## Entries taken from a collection
((

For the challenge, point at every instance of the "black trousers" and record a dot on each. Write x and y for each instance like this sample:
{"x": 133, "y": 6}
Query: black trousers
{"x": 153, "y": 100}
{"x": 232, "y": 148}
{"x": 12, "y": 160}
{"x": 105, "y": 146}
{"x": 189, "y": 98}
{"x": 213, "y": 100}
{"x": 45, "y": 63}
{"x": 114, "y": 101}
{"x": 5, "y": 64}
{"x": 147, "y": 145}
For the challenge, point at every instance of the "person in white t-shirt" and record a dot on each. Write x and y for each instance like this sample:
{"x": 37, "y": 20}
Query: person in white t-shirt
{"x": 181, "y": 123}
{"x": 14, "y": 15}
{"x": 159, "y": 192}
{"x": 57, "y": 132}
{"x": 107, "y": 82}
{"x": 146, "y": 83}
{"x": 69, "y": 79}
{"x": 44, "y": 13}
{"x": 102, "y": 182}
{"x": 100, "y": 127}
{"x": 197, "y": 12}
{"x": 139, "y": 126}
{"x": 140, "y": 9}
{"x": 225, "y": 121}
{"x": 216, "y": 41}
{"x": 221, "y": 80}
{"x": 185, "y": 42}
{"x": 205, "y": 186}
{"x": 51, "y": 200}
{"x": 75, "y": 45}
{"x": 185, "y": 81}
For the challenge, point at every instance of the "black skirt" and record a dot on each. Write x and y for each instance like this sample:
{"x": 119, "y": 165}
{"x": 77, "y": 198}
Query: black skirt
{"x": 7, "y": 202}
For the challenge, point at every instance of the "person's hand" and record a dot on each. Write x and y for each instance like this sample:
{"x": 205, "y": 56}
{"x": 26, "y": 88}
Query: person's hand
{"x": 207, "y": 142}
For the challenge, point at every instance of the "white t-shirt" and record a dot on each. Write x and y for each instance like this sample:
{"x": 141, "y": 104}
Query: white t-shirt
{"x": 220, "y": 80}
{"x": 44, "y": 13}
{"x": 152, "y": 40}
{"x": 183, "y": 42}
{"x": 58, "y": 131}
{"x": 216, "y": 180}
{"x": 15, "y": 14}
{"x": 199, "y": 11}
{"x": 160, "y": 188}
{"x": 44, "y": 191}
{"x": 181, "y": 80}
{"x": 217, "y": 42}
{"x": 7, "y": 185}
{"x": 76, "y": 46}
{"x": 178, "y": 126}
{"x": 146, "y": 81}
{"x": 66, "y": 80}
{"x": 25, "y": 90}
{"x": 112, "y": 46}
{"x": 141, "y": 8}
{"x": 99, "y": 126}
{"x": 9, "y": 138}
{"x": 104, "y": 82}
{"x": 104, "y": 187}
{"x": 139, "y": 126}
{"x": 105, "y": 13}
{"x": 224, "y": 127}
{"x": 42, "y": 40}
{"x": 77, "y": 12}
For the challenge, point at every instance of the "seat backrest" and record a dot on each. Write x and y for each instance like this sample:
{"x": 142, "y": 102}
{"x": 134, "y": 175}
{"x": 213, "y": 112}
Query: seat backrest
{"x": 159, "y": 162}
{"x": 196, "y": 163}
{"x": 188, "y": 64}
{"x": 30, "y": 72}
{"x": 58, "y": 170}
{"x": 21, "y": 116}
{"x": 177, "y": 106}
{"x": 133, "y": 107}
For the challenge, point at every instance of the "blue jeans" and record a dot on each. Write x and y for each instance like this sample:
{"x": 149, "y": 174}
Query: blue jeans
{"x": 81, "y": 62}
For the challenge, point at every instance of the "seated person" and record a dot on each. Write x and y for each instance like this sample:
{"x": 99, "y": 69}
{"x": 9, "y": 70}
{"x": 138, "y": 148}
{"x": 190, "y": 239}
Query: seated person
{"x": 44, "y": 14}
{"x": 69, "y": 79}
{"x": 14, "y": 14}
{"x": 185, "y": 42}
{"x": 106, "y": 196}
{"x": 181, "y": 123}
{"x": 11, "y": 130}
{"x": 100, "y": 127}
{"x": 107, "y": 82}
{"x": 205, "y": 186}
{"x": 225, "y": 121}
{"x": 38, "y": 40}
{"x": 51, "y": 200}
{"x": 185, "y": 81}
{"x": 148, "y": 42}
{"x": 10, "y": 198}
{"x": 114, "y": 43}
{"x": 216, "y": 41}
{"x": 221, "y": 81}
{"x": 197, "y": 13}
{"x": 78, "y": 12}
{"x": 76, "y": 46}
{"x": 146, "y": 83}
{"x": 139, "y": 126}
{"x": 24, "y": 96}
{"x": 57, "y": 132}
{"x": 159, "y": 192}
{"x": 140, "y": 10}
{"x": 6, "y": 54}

))

Restate every line of the data word for word.

For the challenge, point at every instance of the "black trousers" and record a dot on each. Write x and y for each instance like this sample:
{"x": 133, "y": 6}
Query: black trousers
{"x": 153, "y": 100}
{"x": 232, "y": 148}
{"x": 12, "y": 160}
{"x": 105, "y": 146}
{"x": 189, "y": 98}
{"x": 213, "y": 100}
{"x": 45, "y": 63}
{"x": 114, "y": 101}
{"x": 5, "y": 64}
{"x": 147, "y": 145}
For the challenge, point at every instance of the "person in white t-shirt" and record a dot on each. Write x and y for each instance like this sample:
{"x": 37, "y": 20}
Query: person in white t-shirt
{"x": 181, "y": 123}
{"x": 14, "y": 15}
{"x": 159, "y": 192}
{"x": 57, "y": 132}
{"x": 107, "y": 82}
{"x": 146, "y": 83}
{"x": 69, "y": 79}
{"x": 44, "y": 13}
{"x": 102, "y": 182}
{"x": 100, "y": 127}
{"x": 197, "y": 12}
{"x": 139, "y": 126}
{"x": 140, "y": 9}
{"x": 225, "y": 121}
{"x": 216, "y": 41}
{"x": 221, "y": 80}
{"x": 185, "y": 42}
{"x": 205, "y": 186}
{"x": 51, "y": 200}
{"x": 75, "y": 45}
{"x": 185, "y": 81}
For the challenge, point at every instance of the "black skirt" and record a dot on each. Write x and y for each instance like this sample:
{"x": 119, "y": 165}
{"x": 77, "y": 198}
Query: black skirt
{"x": 7, "y": 202}
For the challenge, point at every instance of the "person's hand" and record a dot on each. Write x and y for each instance like this sample:
{"x": 205, "y": 56}
{"x": 26, "y": 88}
Query: person's hand
{"x": 207, "y": 142}
For the challenge, point at every instance of the "white t-shirt" and record a dot on each. Write x and y for each instance like this sample:
{"x": 141, "y": 104}
Query: white t-shirt
{"x": 220, "y": 80}
{"x": 44, "y": 13}
{"x": 152, "y": 40}
{"x": 183, "y": 42}
{"x": 58, "y": 131}
{"x": 216, "y": 180}
{"x": 15, "y": 14}
{"x": 199, "y": 11}
{"x": 160, "y": 188}
{"x": 44, "y": 191}
{"x": 181, "y": 80}
{"x": 217, "y": 42}
{"x": 7, "y": 185}
{"x": 76, "y": 46}
{"x": 178, "y": 126}
{"x": 146, "y": 81}
{"x": 66, "y": 80}
{"x": 25, "y": 90}
{"x": 112, "y": 46}
{"x": 141, "y": 8}
{"x": 99, "y": 126}
{"x": 9, "y": 138}
{"x": 104, "y": 82}
{"x": 104, "y": 187}
{"x": 139, "y": 126}
{"x": 105, "y": 13}
{"x": 224, "y": 127}
{"x": 42, "y": 40}
{"x": 77, "y": 12}
For the challenge, point at every instance of the "seat backrest" and record a dot on each. Write x and y for each instance like this sample:
{"x": 142, "y": 102}
{"x": 134, "y": 175}
{"x": 213, "y": 112}
Query: seat backrest
{"x": 159, "y": 162}
{"x": 196, "y": 163}
{"x": 188, "y": 64}
{"x": 30, "y": 72}
{"x": 58, "y": 170}
{"x": 21, "y": 116}
{"x": 177, "y": 106}
{"x": 133, "y": 107}
For the challenge, point at every instance of the "blue jeans" and record a dot on each. Write x and y for each instance like this sample:
{"x": 149, "y": 174}
Query: blue jeans
{"x": 81, "y": 62}
For the challenge, point at every instance of the "seated person" and record a dot on each. Write x and y for each instance like this sample:
{"x": 99, "y": 69}
{"x": 9, "y": 70}
{"x": 138, "y": 148}
{"x": 190, "y": 239}
Query: seated person
{"x": 44, "y": 14}
{"x": 69, "y": 79}
{"x": 14, "y": 14}
{"x": 185, "y": 42}
{"x": 106, "y": 196}
{"x": 181, "y": 123}
{"x": 11, "y": 130}
{"x": 100, "y": 127}
{"x": 107, "y": 82}
{"x": 205, "y": 186}
{"x": 225, "y": 121}
{"x": 38, "y": 40}
{"x": 51, "y": 200}
{"x": 185, "y": 81}
{"x": 148, "y": 42}
{"x": 10, "y": 198}
{"x": 114, "y": 43}
{"x": 216, "y": 41}
{"x": 221, "y": 81}
{"x": 197, "y": 13}
{"x": 78, "y": 12}
{"x": 76, "y": 46}
{"x": 146, "y": 83}
{"x": 139, "y": 126}
{"x": 24, "y": 96}
{"x": 57, "y": 132}
{"x": 159, "y": 192}
{"x": 140, "y": 10}
{"x": 6, "y": 54}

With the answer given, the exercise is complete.